Rows from a dataset:

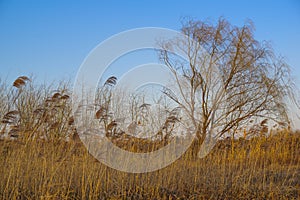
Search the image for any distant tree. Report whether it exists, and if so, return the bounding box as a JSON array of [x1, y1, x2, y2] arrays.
[[160, 18, 294, 155]]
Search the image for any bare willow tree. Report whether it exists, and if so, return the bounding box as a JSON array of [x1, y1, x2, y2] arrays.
[[160, 18, 294, 153]]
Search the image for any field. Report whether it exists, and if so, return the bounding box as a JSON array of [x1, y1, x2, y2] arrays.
[[0, 131, 300, 199]]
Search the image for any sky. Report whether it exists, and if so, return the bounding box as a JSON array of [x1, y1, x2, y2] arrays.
[[0, 0, 300, 127]]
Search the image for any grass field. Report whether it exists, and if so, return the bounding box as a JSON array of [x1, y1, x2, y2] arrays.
[[0, 131, 300, 199]]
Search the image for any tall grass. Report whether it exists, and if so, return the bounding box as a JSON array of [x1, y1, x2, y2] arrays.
[[0, 77, 300, 199]]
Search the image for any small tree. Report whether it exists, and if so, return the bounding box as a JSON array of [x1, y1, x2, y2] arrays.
[[160, 19, 294, 156]]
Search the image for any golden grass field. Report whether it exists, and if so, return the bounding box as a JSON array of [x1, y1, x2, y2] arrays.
[[0, 131, 300, 199]]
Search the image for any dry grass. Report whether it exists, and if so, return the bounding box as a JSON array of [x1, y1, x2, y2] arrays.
[[0, 132, 300, 199], [0, 77, 300, 199]]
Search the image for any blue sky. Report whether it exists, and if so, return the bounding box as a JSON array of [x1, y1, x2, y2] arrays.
[[0, 0, 300, 85]]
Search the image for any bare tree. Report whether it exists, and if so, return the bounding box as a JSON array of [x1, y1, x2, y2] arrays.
[[160, 18, 294, 156]]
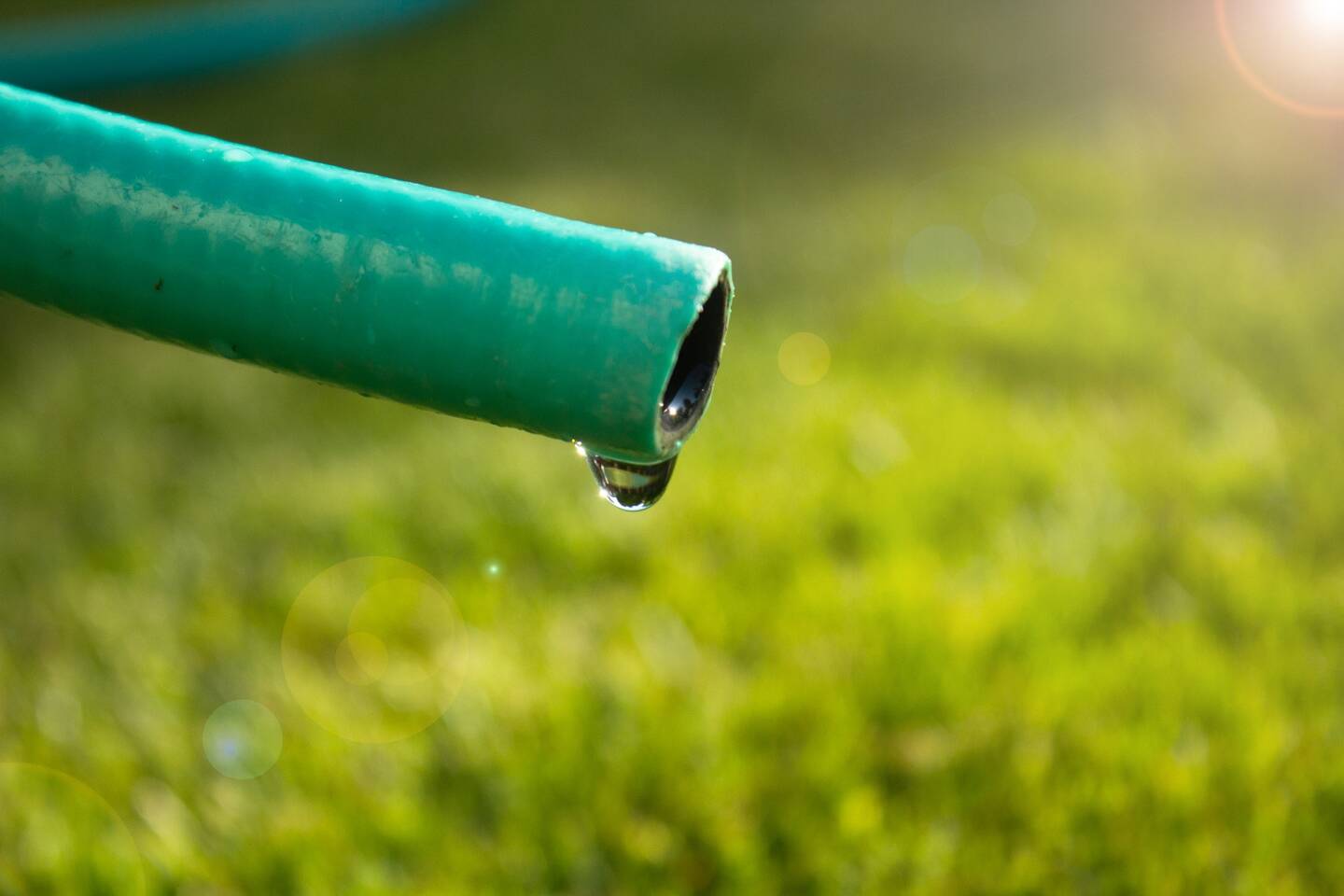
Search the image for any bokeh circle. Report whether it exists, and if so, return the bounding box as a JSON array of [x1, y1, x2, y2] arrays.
[[895, 168, 1042, 305], [0, 762, 146, 896], [202, 700, 285, 780], [1213, 0, 1344, 119], [281, 557, 465, 743]]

## Written instruction
Edit the items from the line that has "Search the image for any small" through the end of the items, replacing "bounding box" with "bounding rectangle" wherever it appears and changing nothing else. Omit the pictures from your answer.

## Result of this exercise
Search the image for any small tree. Report whether it exists, and if so, return the bounding rectangle as a JSON array of [x1, y1, x2, y2] arrays.
[[160, 19, 294, 156]]
Search the image for any golden grass field. Report whether it exists, and if so, return the bounding rectangle as a JSON array of [x1, y1, x2, y2] arrays.
[[0, 131, 300, 199]]
Search the image for any dry grass. Report whether it exists, and if so, return the bounding rectangle as a JSON array of [x1, y1, x2, y2] arrays.
[[0, 132, 300, 199], [0, 77, 300, 199]]
Search the image for any blue sky. Report whether it exists, and if so, return the bounding rectangle as a JSON array of [x1, y1, x2, y2] arrays.
[[0, 0, 300, 85]]
Search the image for any bare tree. Report whether it exists, and if so, return the bounding rectangle as a JSON array of [x1, y1, x2, y2] arrays.
[[160, 18, 294, 156]]
Search the image for any bokeh circle. Report whether it exists, and if so, return the bounding rectangle as a JSON array of [x1, y1, x2, y2] arrays.
[[895, 168, 1042, 305], [0, 762, 146, 896], [202, 700, 285, 780], [1213, 0, 1344, 119], [281, 557, 465, 743]]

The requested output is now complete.